Fragmento del texto
Es la imagen esperanzadora de la vida en Dios.

Jn 5, 1-3. 5-16

El milagro que hoy escuchamos es un signo que nos comunica muchas cosas.

Ante la pobreza del paralítico: «Señor no tengo a nadie…», la misericordia presurosa de Cristo que se acerca a él; ante la impotencia del enfermo, la fuerza dinamizadora del Señor.  «Levántate… anda».

El nombre de la piscina, Betesdá, significa «Casa de la  misericordia».

Donde sólo había misericordia salvífica, para los judíos no hay sino ruptura de la Ley: Jesús curando y el antiguo paralítico cargando la camilla.

¿Nuestra mano se parece a la de Cristo?, ¿es para levantar, sostener, consolar?, o ¿se parece a la de los judíos del evangelio de hoy, mano para señalar pecado, para acusar, para castigar?

Nuestra reunión eucarística tiene que ser una auténtica Betesdá: Casa de la misericordia; la misericordia infinita de Dios que se encuentra con nuestra miseria; nuestra misericordia, eco de la de Dios ante las miserias del prójimo.

Entradas proporcionadas
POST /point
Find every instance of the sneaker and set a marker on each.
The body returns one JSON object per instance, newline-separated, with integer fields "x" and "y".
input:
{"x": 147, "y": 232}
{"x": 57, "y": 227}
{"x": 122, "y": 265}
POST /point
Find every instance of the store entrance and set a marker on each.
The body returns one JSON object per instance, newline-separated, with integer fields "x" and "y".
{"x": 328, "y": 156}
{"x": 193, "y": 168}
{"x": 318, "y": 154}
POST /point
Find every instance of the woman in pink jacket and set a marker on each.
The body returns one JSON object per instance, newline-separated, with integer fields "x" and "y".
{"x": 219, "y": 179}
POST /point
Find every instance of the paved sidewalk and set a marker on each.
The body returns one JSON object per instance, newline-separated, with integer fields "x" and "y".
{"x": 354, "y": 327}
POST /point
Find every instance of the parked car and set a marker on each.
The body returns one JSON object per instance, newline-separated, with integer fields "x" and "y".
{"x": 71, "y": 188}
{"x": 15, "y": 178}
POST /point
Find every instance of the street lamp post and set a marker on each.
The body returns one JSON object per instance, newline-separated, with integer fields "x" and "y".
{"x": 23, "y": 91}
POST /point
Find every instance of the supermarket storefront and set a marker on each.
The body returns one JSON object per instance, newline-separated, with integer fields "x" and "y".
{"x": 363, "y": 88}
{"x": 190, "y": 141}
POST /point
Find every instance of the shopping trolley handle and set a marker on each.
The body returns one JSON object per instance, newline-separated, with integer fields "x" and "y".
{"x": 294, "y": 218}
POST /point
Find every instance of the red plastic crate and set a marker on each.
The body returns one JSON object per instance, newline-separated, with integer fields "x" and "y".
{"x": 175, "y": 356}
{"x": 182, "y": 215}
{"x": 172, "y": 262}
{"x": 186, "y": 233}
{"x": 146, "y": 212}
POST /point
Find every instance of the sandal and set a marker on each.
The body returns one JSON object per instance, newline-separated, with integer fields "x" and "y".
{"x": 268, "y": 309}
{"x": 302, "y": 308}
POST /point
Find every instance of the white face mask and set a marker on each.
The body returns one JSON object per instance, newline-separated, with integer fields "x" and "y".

Instrucciones de trabajo
**1)** Enumera todos los verbos en infinitivo que, en la pregunta sobre la mano del texto sobre el paralítico de Betesdá, indican para qué sirve una mano.
**2)** Reproduce el pasaje del texto sobre el paralítico de Betesdá que empieza en "Nuestra reunión eucarística" y termina en "miserias del prójimo.".

Respuestas del ejercicio
**1)** levantar, sostener, consolar, señalar, acusar, castigar

**2)**
Nuestra reunión eucarística tiene que ser una auténtica Betesdá: Casa de la misericordia; la misericordia infinita de Dios que se encuentra con nuestra miseria; nuestra misericordia, eco de la de Dios ante las miserias del prójimo.